──────── INPUT RECORDS

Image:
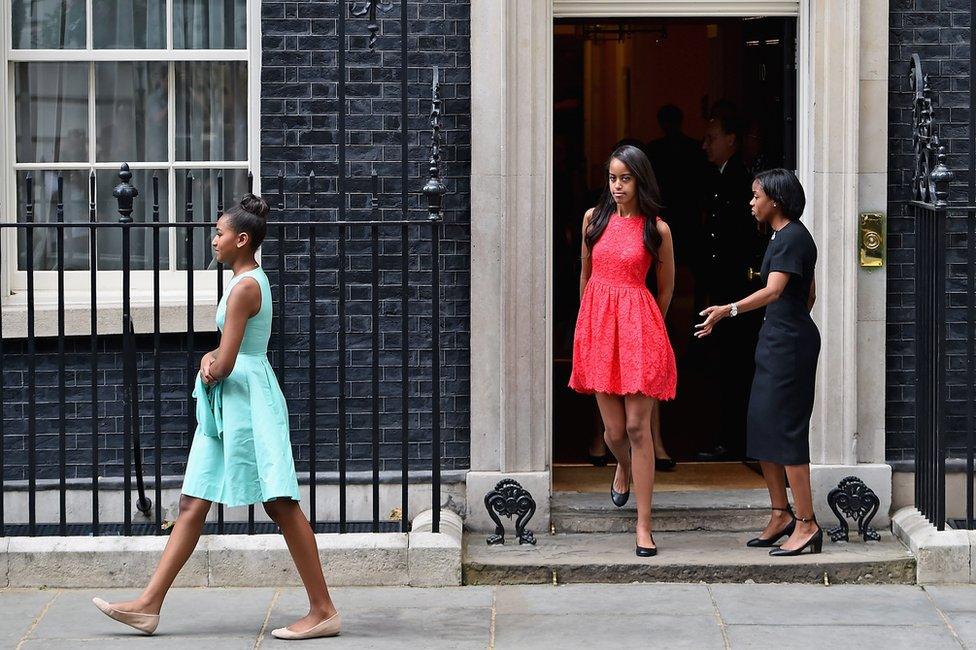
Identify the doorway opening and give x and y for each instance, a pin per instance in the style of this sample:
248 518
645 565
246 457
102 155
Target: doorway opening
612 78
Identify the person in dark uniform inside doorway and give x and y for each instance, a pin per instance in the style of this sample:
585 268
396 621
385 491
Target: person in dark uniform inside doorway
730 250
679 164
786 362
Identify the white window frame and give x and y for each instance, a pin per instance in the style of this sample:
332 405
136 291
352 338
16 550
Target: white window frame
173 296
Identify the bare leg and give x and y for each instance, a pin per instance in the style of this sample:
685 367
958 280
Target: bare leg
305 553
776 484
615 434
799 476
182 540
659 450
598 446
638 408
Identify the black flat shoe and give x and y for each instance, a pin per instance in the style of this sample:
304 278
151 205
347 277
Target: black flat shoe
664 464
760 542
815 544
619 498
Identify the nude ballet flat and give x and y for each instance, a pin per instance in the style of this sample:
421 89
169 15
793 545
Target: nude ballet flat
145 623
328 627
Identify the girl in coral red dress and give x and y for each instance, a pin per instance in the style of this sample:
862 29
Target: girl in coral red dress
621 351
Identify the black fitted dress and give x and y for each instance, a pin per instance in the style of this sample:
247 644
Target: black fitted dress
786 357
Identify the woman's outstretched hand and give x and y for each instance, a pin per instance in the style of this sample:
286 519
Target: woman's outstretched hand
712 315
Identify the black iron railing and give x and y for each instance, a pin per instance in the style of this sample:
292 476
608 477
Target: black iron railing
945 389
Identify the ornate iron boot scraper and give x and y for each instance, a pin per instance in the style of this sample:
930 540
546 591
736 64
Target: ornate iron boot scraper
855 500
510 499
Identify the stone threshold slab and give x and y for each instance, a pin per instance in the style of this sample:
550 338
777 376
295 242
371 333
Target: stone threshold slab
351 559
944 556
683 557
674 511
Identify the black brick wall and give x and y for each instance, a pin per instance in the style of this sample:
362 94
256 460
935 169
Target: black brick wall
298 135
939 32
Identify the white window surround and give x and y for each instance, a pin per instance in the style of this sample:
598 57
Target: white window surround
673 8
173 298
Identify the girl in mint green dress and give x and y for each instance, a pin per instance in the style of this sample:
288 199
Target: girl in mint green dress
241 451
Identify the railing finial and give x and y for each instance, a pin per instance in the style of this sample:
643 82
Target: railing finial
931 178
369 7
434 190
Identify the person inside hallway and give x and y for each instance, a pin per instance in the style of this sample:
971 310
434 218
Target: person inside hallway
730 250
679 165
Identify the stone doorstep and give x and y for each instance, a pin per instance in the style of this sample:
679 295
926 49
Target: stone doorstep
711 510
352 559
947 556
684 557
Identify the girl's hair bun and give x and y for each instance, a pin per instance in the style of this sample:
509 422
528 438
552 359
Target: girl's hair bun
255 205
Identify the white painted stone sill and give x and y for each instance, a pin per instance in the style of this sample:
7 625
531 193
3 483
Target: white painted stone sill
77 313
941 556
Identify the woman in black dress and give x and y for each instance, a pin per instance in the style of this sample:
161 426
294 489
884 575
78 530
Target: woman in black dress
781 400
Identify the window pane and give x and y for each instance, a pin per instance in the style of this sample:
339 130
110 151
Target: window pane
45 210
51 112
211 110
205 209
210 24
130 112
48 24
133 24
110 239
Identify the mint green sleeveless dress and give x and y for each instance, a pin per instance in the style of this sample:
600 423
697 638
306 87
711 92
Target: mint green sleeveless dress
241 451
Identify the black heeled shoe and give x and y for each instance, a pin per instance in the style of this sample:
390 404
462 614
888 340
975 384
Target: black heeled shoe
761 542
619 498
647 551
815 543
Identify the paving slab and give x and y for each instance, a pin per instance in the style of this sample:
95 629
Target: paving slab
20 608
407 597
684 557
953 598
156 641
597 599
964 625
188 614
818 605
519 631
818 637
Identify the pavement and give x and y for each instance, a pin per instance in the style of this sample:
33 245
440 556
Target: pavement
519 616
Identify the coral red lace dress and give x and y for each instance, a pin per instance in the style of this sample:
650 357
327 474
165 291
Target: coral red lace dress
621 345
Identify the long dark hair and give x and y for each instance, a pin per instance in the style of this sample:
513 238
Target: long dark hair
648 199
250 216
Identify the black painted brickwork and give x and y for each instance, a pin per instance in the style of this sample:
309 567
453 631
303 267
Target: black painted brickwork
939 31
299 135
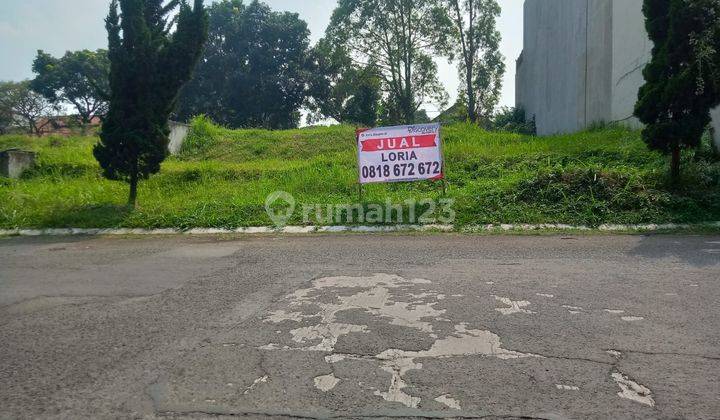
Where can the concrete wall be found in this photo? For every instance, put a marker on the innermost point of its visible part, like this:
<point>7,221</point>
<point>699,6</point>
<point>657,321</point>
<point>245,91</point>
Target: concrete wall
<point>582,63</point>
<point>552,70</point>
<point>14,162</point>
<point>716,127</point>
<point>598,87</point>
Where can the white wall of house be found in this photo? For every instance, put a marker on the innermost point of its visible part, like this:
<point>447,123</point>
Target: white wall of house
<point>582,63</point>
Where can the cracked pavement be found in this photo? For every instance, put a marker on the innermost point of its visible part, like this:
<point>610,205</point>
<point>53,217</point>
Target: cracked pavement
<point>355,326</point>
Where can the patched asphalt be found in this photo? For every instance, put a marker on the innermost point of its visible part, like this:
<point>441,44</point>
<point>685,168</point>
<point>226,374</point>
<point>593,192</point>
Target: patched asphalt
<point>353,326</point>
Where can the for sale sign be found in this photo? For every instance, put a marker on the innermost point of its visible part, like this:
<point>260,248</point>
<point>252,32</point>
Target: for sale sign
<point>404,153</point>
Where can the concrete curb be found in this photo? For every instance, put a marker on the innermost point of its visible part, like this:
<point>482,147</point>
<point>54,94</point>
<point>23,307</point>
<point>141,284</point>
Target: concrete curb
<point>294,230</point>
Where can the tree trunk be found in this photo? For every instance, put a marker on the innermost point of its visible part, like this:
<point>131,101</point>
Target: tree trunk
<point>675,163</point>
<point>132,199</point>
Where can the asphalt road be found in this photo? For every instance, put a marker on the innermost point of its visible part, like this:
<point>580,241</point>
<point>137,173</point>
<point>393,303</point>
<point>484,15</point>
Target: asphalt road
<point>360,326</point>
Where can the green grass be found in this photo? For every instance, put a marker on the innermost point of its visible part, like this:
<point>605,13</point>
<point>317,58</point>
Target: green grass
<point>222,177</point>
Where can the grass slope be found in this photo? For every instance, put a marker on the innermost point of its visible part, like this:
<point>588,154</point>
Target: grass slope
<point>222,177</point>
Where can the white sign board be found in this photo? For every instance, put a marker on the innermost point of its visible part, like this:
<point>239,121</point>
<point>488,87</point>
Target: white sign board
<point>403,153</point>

────────────────

## PROBLEM TO SOLVE
Print the records exactly and omit all pictures.

## ANSWER TO THIS PROBLEM
Image:
Identify the doorway opening and give x and y for each instance, a pin per instance in the style of this sample:
248 518
645 565
246 457
102 155
Target: doorway opening
612 78
Identify the person in dark uniform inside doorway and give x and y for each instance, a pin per instance in the style of this sample:
585 268
396 621
385 491
Target: person in dark uniform inside doorway
730 250
679 164
786 362
Identify the white window frame and give x and y for each instance, a pin per instance in the style of this sample:
332 405
136 291
352 338
16 550
Target: white window frame
173 296
Identify the bare leg and give x and y for each instance, a pin per instance in the style of this sample:
685 367
958 280
Target: bare leg
305 553
776 484
615 434
799 476
182 540
659 450
598 446
638 408
Identify the black flat shoe and give x and y for each instance, a pin per instance in the style of this sample:
304 278
151 205
347 277
Target: black flat shoe
664 464
760 542
815 544
619 498
Identify the nude ballet flat and give x and y for each instance, a pin per instance in the style of this sample:
421 89
169 15
793 545
Target: nude ballet flat
145 623
328 627
Identify the girl in coral red dress and give x and y for each instance, a pin per instance in the style of this sample:
862 29
Target: girl in coral red dress
621 351
Identify the black fitted dress and give x and y for each instance, a pin per instance in the style of this sample:
247 644
Target: black fitted dress
786 357
Identify the woman's outstretched hand and give x and y for each instance, a pin per instance in the style of this sample:
286 519
Target: woman's outstretched hand
712 315
Identify the black iron railing and give x and y for each instance, a pin per instance in the style of this sample:
292 476
608 477
Target: black iron railing
945 389
Identify the ornate iron boot scraper and give x and y for each instance, a pin per instance in the style of this sample:
930 540
546 591
736 64
Target: ornate iron boot scraper
855 500
510 499
Identify the stone threshold slab and give x and y for each instance, a pin per instance in the style of this sample:
550 338
777 376
295 242
371 333
Target: stone threshold slab
351 559
944 556
683 557
674 511
Identify the black brick wall and give x and y for each instance, a pin per instance in the style of this sample:
362 94
256 460
935 169
Target: black brick wall
298 135
939 32
Identify the white window surround and give x and y for each instance, a pin per instance in the style of this sample:
598 57
Target: white window surround
673 8
173 298
Identify the girl in mint green dress and give x and y for each instance, a pin per instance in the style of this sample:
288 199
Target: girl in mint green dress
241 451
Identify the railing finial and give x and y for each instance, a pin per instance in the style of this sample:
643 82
Target: railing finial
931 178
369 7
434 190
Identify the person inside hallway and give x and y for each instance, a pin per instance in the style of this sample:
971 310
434 218
Target: person inside hallway
730 250
679 165
Identify the stone doorstep and give x and y for each instance, a pin per instance in the style of this sample:
679 295
926 49
Target: stone doorstep
711 510
352 559
947 556
684 557
Identify the girl's hair bun and give x and y for each instance, a pin per instance in the style of this sample:
509 422
528 438
552 359
Target: girl's hair bun
255 205
Identify the white painted stone sill and give x and y for each instance, a pin per instance in the style of this sample:
7 625
531 193
3 483
Target: white painted stone sill
77 313
941 556
Identify the woman in black dress and give x and y for each instance, a pin per instance in the style of this sample:
161 426
294 489
884 575
78 530
Target: woman in black dress
781 400
Identify the window pane and give x and y for each instance, a pin per instance in the style of this sample:
339 130
110 151
Target: window pane
45 210
51 112
211 110
205 209
210 24
130 112
48 24
133 24
110 239
Identify the mint green sleeveless dress and give x and y for each instance, a pin per instance in the style of this sample:
600 423
697 638
306 87
711 92
Target: mint green sleeveless dress
241 451
Identify the black heeled shoe and give x and y for each instance, a pin per instance in the style of this sample:
390 404
462 614
888 340
975 384
Target: black heeled shoe
761 542
619 498
647 551
815 543
Identify the paving slab and give x and y for each instance, a pin per instance in the style of this sample:
95 629
Target: paving slab
20 608
407 597
684 557
953 598
156 641
597 599
964 625
188 614
818 605
519 631
818 637
Identify the pavement and give x and y for each instance, a pin per instance in the style of this sample:
33 245
440 556
Target: pavement
519 616
Identify the coral red lace dress and give x and y for each instance, a pin per instance in the style of this sample:
650 357
327 474
165 291
Target: coral red lace dress
621 345
Identify the long dark hair and give x and y for each instance, a pin per instance in the style of this sample:
513 238
Target: long dark hair
648 199
250 216
Identify the black painted brickwork and give x and y for each instance, a pin per instance in the style of this sample:
309 567
453 631
303 267
Target: black painted brickwork
939 31
299 135
Where can the concrete wall be found in this photo? For every instance, put a marker on the innermost point of its visible part, like this:
<point>7,221</point>
<point>699,6</point>
<point>657,321</point>
<point>245,91</point>
Target: concrete wall
<point>582,63</point>
<point>552,70</point>
<point>14,162</point>
<point>716,127</point>
<point>598,87</point>
Where can the white wall of house be found in this photo? For every instance, put a marker on the innermost point of its visible part, like this:
<point>447,123</point>
Target: white wall of house
<point>582,63</point>
Where can the cracked pavement be found in this photo? For every instance, put a marker on the innermost point of its visible part, like this:
<point>610,205</point>
<point>53,217</point>
Target: cracked pavement
<point>355,326</point>
Where can the patched asphalt be found in this photo? For every instance, put a marker on the innermost point of its visible part, like this:
<point>441,44</point>
<point>685,168</point>
<point>226,374</point>
<point>593,192</point>
Target: patched asphalt
<point>353,326</point>
Where can the for sale sign be found in this photo? For every instance, put a marker on the innermost point of its visible part, like this:
<point>260,248</point>
<point>252,32</point>
Target: for sale sign
<point>404,153</point>
Where can the concrete curb be found in this photo? For every instance, put a marker on the innermost point of its visible part, like this:
<point>482,147</point>
<point>54,94</point>
<point>23,307</point>
<point>141,284</point>
Target: concrete curb
<point>294,230</point>
Where can the tree trunk be found in this photo? For every instance, put a marker on the innermost point of its visible part, like this:
<point>131,101</point>
Target: tree trunk
<point>675,163</point>
<point>132,199</point>
Where can the asphalt road be found in this photo? For every instance, put a marker on the innermost point of its visible part, like this:
<point>580,241</point>
<point>137,173</point>
<point>393,303</point>
<point>484,15</point>
Target: asphalt road
<point>360,326</point>
Where can the green grass be found in this photo? For every instance, put a marker on the innermost point of its visible part, like this:
<point>605,13</point>
<point>317,58</point>
Target: green grass
<point>222,177</point>
Where can the grass slope be found in this photo? For every instance, put a marker on the innermost point of its visible part, like this:
<point>588,154</point>
Target: grass slope
<point>222,177</point>
Where can the white sign board be found in this photo? For every instance, put a marker on the innermost point of its visible part, like this:
<point>239,121</point>
<point>488,87</point>
Target: white sign board
<point>403,153</point>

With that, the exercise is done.